▸ Task requirements: Word for word, output the data that follows.

*** Supplied data ***

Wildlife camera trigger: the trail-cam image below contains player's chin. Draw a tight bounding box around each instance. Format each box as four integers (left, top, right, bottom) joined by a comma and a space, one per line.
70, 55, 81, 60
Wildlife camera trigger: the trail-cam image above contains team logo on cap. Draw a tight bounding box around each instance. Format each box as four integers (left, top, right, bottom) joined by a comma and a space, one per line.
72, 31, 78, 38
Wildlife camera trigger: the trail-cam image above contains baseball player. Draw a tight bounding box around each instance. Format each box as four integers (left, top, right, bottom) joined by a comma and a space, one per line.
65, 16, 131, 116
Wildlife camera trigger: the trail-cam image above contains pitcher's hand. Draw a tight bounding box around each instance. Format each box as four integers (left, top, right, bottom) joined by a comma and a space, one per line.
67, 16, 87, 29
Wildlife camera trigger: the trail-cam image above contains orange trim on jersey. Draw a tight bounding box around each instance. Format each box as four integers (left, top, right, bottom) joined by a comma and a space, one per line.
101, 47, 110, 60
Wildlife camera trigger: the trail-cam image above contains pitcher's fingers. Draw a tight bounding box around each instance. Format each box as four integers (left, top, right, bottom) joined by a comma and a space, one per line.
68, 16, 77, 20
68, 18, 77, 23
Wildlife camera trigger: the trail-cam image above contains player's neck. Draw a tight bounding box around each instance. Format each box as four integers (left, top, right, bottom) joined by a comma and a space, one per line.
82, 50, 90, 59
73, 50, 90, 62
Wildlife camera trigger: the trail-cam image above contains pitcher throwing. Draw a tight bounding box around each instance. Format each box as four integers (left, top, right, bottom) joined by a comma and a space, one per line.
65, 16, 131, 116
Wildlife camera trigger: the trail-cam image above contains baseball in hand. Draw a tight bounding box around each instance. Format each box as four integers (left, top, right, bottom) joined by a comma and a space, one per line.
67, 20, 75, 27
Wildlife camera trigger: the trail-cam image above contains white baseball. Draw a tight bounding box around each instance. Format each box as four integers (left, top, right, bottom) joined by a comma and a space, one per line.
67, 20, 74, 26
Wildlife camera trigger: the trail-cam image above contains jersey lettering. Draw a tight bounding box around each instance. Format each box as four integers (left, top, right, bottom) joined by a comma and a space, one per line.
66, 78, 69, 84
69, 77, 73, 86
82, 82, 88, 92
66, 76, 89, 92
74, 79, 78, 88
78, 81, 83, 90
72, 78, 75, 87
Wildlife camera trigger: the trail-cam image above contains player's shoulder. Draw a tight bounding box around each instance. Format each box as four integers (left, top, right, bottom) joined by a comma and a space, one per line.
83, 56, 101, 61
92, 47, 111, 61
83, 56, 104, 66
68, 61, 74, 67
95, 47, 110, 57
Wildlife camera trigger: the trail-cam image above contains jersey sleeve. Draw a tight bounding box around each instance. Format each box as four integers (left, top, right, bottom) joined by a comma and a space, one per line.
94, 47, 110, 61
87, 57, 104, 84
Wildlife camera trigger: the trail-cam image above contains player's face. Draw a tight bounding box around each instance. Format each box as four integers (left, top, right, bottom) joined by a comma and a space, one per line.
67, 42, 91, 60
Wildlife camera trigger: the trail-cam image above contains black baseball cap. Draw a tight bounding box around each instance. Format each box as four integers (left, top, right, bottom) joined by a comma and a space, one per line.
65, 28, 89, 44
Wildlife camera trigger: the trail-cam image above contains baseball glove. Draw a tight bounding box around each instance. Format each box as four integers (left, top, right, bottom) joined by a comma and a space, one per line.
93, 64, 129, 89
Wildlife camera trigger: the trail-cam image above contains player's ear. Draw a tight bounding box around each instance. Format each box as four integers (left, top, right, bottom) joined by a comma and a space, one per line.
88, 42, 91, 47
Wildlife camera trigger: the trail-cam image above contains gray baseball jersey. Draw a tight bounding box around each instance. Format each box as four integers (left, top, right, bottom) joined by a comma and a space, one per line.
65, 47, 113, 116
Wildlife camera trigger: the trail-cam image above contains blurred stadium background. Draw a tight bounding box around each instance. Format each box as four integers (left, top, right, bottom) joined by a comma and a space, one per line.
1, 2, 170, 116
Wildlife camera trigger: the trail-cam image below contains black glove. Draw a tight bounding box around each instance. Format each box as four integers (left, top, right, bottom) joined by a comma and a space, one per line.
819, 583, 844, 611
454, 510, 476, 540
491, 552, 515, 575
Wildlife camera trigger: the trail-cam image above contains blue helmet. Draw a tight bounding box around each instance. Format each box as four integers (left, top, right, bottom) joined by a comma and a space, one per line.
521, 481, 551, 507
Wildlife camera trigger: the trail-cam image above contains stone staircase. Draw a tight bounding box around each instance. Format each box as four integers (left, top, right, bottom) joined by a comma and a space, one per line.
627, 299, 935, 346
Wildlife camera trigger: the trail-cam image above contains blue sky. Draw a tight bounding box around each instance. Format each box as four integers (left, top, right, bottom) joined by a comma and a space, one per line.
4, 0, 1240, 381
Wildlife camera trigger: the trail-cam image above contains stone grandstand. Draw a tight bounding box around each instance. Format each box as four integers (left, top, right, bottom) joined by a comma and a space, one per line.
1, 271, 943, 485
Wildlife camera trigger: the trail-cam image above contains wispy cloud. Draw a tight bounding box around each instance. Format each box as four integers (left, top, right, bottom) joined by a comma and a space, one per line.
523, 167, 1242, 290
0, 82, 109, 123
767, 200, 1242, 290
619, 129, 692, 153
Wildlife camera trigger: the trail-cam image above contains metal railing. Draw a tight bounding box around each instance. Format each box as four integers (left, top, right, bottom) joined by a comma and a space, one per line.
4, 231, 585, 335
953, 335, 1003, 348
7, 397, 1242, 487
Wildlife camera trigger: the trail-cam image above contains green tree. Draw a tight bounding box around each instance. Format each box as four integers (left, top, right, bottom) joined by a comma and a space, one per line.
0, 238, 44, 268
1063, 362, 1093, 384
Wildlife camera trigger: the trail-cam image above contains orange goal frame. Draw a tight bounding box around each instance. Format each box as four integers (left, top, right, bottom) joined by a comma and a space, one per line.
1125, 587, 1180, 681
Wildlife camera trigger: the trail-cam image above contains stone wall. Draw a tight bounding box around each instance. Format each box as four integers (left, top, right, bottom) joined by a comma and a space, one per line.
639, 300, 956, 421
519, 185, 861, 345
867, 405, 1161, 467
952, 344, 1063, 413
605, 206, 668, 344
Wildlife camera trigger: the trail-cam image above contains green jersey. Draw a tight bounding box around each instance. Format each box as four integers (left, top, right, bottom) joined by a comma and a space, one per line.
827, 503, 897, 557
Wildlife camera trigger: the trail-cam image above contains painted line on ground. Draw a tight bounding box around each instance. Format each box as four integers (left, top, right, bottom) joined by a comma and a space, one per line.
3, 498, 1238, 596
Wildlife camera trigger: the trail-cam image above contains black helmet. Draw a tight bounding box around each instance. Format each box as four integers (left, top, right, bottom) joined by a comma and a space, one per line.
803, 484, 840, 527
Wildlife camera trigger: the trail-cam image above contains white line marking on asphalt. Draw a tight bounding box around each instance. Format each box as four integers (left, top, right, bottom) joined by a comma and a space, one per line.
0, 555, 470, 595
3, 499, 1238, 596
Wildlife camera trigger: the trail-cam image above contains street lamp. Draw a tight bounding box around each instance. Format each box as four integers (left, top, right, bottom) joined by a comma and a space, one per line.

***

▸ Task answer:
Wildlife camera trigger: the trail-cam image below contains player's chin. Draw a tight bounding box around each instance. Format each box as four integers (left, top, right, bottom) joined by a comma and a space, one per line.
70, 55, 81, 60
Wildlife camera trigger: the trail-cam image above contains team logo on cap. Draw a tight bounding box around each instance. Format each box as four integers (left, top, right, bottom) joined by a comma and a space, one per line.
72, 31, 78, 38
Wildlife camera trigger: the trail-cam image above contains baseball player. Draw a tight bounding box around each instance. Format each box as four integers (left, top, right, bottom) joined by a comma and a space, one per line.
65, 16, 131, 116
Wildlife camera trigger: the trail-cam image above contains pitcher's hand. Draw a tight bounding box around each instance. Format each box as four integers (left, top, right, bottom) joined by a comma and a space, one per line.
67, 16, 87, 29
Wildlife camera trigger: the trail-cam image above contains orange trim on jersey. Draw a tight bounding box around each instance. Format each box as four integers (left, top, right, bottom) joined by a comma and a space, one per line.
101, 47, 110, 60
Wildlife camera trigger: the trail-cam image above contains pitcher's fingers. Draw a tight bounding box around each instance. Format each box as four integers (left, top, right, bottom) joined by a comma and a space, one per line.
68, 16, 77, 20
68, 18, 77, 23
Wildlife camera trigger: the trail-cam image above contains player's neck. Draw a tight bounding box around each instance. Format each box as four integers (left, top, right, bottom) joined by a comma and a space, one per line.
82, 50, 90, 59
73, 50, 90, 62
Wildlife camera trigger: the trail-cam image above contains pitcher throwing. Draw a tight bounding box around each instance. Format each box as four integers (left, top, right, bottom) joined by a comma and a space, one per line.
65, 16, 131, 116
Wildlife camera trigger: the trail-cam image above contains baseball in hand. Draw a tight bounding box around each instance. Format each box as four integers (left, top, right, bottom) joined by a comma and a space, one per line.
67, 20, 75, 27
Wildlife camera trigger: the trail-cam image above contains white baseball. Draw a tight bounding box around each instance. Format each box as four integers (left, top, right, bottom) joined by a comma and a space, one per line.
67, 20, 74, 26
Wildlife camera trigger: the trail-cam image above contains jersey lettering. Draw a tight bounding box around each instance. Format each box as four integers (left, top, right, bottom) joined by a comma and a space, one per line.
66, 78, 69, 84
69, 77, 73, 86
82, 82, 88, 92
66, 76, 89, 92
74, 79, 78, 88
78, 81, 83, 90
72, 78, 75, 87
Wildlife camera trigger: the trail-cam image above contains player's shoulder. Draw a tight bounding box around each instance. Format each box as four integers (left, top, right, bottom) joined by a comma and a space, one per line.
83, 56, 101, 61
92, 47, 111, 61
83, 56, 104, 66
68, 61, 74, 67
95, 47, 110, 57
Wildlife camera trigger: the trail-cam image above contains jersey sleeve. Draw a tight bounding box around each instance. Format each box as four integers (left, top, right, bottom) joined by a comma and a space, one per line.
94, 47, 110, 61
87, 57, 104, 84
Wildlife camera trigger: the trail-cam image above contains player's face. Draw a tight bounding box around each instance. Format each box as four integers (left, top, right, bottom) joined by a comma and a space, one per line.
67, 42, 91, 60
Wildlife camera trigger: the trail-cam image above contains black baseball cap. Draw a tight bounding box around each instance. Format each box as four integers (left, top, right, bottom) joined by a comma and a space, one per line.
65, 28, 89, 44
Wildlife camera trigger: the trail-cam image above contains baseball glove. Draw a tight bounding box around each instance. Format each box as four integers (left, top, right, bottom) joined by a comma and a space, one per line.
93, 64, 129, 89
Wildlife camera trigger: the trail-cam image above contains player's ear. Draw a tight bounding box around each instance. Format each box as four integers (left, top, right, bottom) joined by a comma and a space, one per line.
88, 42, 91, 47
Wildlife camera trigger: the trail-cam image above contains gray baseball jersey. Draw a tight bounding box around each instance. Format each box as four integers (left, top, right, bottom) joined by a comma and a space, one per line.
65, 47, 113, 116
Wildlife camera trigger: the trail-cam image above contains blurred stadium background. Draw a tight bounding box around each instance. Format each box as four integers (left, top, right, bottom) joined by a comma and a space, one per line.
1, 2, 170, 116
Wildlife camera trigger: the trail-cam image below contains black glove. Draw a tight bounding box around each instance. Format each box as four integers (left, top, right, bottom) joined by a comma and a space, one per line.
819, 583, 844, 611
454, 510, 476, 540
491, 552, 515, 575
Wildlife camera trigger: the trail-cam image above contains blue helmet. Draw a tight bounding box around each instance. Format each box as four integers (left, top, right, bottom) joined by a comma and a space, one per line.
521, 481, 551, 507
Wildlife camera trigger: the trail-cam image above contains stone staircase. Draw a tight bounding box around each instance. Format each box as four integers (left, top, right, bottom) joined by a comma and a space, one per line.
627, 299, 935, 346
Wildlife camera trigger: the trail-cam image above contains blue sky. Draw a tight bounding box around each instance. Format each box as four integers (left, top, right, bottom) joined by a comma and a space, one per line.
4, 0, 1240, 381
Wildlife camera trigger: the trail-cam image above contains stone grandstand. Draw a tight bounding box around each instance. Format each box as four integers (left, top, right, bottom) joined by a comma and a space, one per line.
1, 271, 943, 485
Wildlife camera trigger: the trail-cam image above contains wispy cloud. Draw a tight bounding box around each instance. Format each box as four integers (left, top, right, bottom) joined by a comma and a space, one per line.
523, 167, 1242, 290
0, 82, 109, 123
767, 200, 1242, 290
619, 129, 692, 153
Wildlife camera trigger: the trail-cam image above contains metal railing. Draw a tight bounding box around each instance. Format each box as four integers (left, top, right, bottom) joined by a comma and a space, one per line.
4, 231, 585, 335
953, 335, 1003, 348
7, 397, 1242, 487
Wildlife camera trigger: the trail-cam image above contains green tree. Draw a tight bounding box around each instance. Format each box as four integers (left, top, right, bottom) joined by a comma and a space, one per line.
0, 238, 44, 268
1063, 362, 1093, 384
Wildlife camera trigger: the trail-cam image above contains orange goal frame. Draw a tight bounding box around each instance. Format each box as four integers (left, top, right, bottom) joined by a comma and a space, one per line.
1125, 587, 1180, 681
Wildlife camera trigger: the trail-cam image above contains stone wall. Draw a tight bounding box around each instance. Format each box as four integers (left, top, right, bottom) joined by a comma and a space, one per line.
639, 300, 956, 421
519, 185, 861, 345
867, 405, 1161, 467
952, 344, 1063, 413
605, 206, 668, 344
Wildlife camera trigger: the trail-cam image above contains green jersey. Draw a tight bounding box around each instance. Format each box as four integers (left, top, right, bottom) joined by a comma and a space, one per line.
827, 503, 897, 557
Wildlife camera trigger: the trail-cam image above contains painted line on ground. Draw a tight bounding box around each instance. Format each box as four integers (left, top, right, bottom) joined by a comma and a space, one per line.
3, 498, 1238, 596
Wildlife camera trigger: the trail-cam image above contains black helmet. Draw a tight bounding box around each instance. Format each box as four integers (left, top, right, bottom) joined by a comma and a space, one per line.
803, 484, 840, 527
Wildlife camera trigger: the trail-cam image above contains white line marking on asphalt. Draw a tight bounding box around each instance. Format each box as four integers (left, top, right, bottom) joined by a comma and a space, one per line.
0, 555, 470, 595
3, 499, 1238, 596
Wildlife camera trigger: the trail-cam image above contains street lamp. Draw a tight bounding box around each instance. Format each box as four integers (left, top, right, bottom) joined by a comma and a space, one per line.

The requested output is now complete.